» **DIRECTIONS FOR THIS TASK**
Reproduce every one of the records below line for line, omitting the pictures.

» **ITEMS**
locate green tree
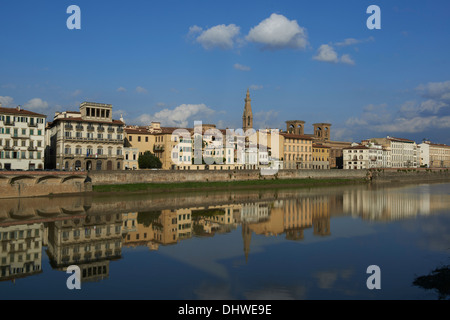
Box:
[138,151,162,169]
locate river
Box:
[0,183,450,300]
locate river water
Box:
[0,183,450,300]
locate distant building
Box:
[311,144,331,169]
[46,102,124,171]
[0,104,46,170]
[369,136,420,168]
[419,141,450,168]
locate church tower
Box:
[242,89,253,133]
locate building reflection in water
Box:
[0,182,450,281]
[0,223,44,281]
[47,214,122,282]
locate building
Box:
[343,145,371,170]
[0,223,44,281]
[0,104,46,170]
[286,120,351,169]
[123,148,139,170]
[280,133,313,169]
[311,144,331,169]
[46,102,124,171]
[419,141,450,168]
[369,136,420,168]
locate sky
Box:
[0,0,450,144]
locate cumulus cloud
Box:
[334,36,375,47]
[233,63,251,71]
[346,81,450,143]
[416,81,450,101]
[313,44,339,63]
[193,24,240,50]
[136,87,148,93]
[23,98,48,110]
[245,13,308,49]
[313,44,355,65]
[253,110,278,129]
[249,84,263,90]
[135,104,214,127]
[0,96,14,108]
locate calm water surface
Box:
[0,183,450,300]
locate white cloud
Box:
[253,110,278,129]
[249,84,263,90]
[313,44,355,65]
[334,36,375,47]
[72,89,81,97]
[0,96,14,108]
[233,63,251,71]
[194,24,240,49]
[246,13,308,49]
[23,98,48,110]
[135,104,214,127]
[416,81,450,100]
[136,87,148,93]
[313,44,339,63]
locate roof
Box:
[51,117,125,126]
[387,137,415,143]
[0,107,47,118]
[313,143,331,149]
[343,146,370,150]
[280,133,314,140]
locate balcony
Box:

» **EXPECTED ANSWER**
locate green tree
Box:
[138,151,162,169]
locate river
Box:
[0,183,450,300]
locate river water
Box:
[0,183,450,300]
locate distant building
Box:
[311,144,331,169]
[46,102,124,171]
[0,104,46,170]
[369,136,420,168]
[419,141,450,168]
locate church tower
Box:
[242,89,253,133]
locate building reflection in water
Box:
[0,182,450,281]
[0,223,44,281]
[47,214,122,282]
locate building
Box:
[343,145,371,170]
[0,223,44,281]
[0,104,46,170]
[286,120,351,169]
[123,148,139,170]
[280,133,313,169]
[311,144,331,169]
[46,102,124,171]
[419,141,450,168]
[369,136,420,168]
locate sky
Box:
[0,0,450,144]
locate cumulus cloud
Box:
[334,36,375,47]
[233,63,251,71]
[346,81,450,143]
[416,81,450,101]
[313,44,339,63]
[193,24,240,50]
[136,87,148,93]
[23,98,48,110]
[245,13,308,49]
[313,44,355,65]
[253,110,278,129]
[249,84,263,90]
[135,104,214,127]
[0,96,14,108]
locate calm water surface
Box:
[0,183,450,300]
locate white cloud
Box:
[253,110,278,129]
[249,84,263,90]
[313,44,355,65]
[334,36,375,47]
[72,89,81,97]
[0,96,14,108]
[233,63,251,71]
[194,24,240,49]
[246,13,308,49]
[23,98,48,110]
[135,104,214,127]
[416,81,450,100]
[136,87,148,93]
[313,44,339,63]
locate roof
Box:
[51,117,125,126]
[387,137,415,143]
[0,107,47,118]
[313,143,331,149]
[343,146,370,150]
[280,133,314,140]
locate balcony
Box:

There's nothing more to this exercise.